WHAT YOU ARE ASKED TO DO
Which lines in the records below contain the string "background"? Report each of those lines in full.

Records from a point-labeling set:
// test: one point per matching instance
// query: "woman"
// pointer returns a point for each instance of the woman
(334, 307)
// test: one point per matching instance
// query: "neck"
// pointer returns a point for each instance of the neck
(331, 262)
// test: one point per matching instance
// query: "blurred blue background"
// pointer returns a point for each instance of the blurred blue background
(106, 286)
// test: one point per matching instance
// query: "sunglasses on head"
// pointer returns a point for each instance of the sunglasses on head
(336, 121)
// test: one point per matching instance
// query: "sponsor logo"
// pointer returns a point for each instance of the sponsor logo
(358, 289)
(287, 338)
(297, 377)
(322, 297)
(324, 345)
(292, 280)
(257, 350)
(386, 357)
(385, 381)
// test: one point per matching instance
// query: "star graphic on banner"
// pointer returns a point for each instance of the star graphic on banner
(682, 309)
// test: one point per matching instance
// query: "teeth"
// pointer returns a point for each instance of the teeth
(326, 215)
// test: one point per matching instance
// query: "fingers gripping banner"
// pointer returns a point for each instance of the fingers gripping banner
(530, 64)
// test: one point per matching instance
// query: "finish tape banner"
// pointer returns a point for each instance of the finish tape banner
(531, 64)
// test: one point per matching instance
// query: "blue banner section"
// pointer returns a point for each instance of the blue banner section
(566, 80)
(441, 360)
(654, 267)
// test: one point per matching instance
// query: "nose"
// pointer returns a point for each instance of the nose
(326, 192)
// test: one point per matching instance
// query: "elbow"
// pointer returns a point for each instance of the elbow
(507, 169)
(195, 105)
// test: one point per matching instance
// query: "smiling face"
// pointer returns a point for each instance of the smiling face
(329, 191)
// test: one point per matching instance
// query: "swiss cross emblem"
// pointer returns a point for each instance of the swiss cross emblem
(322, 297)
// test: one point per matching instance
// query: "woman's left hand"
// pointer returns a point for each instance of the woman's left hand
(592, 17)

WRITTEN SOLUTION
// query: "blurred blue background"
// pointer returns a point for each instance of the blurred blue background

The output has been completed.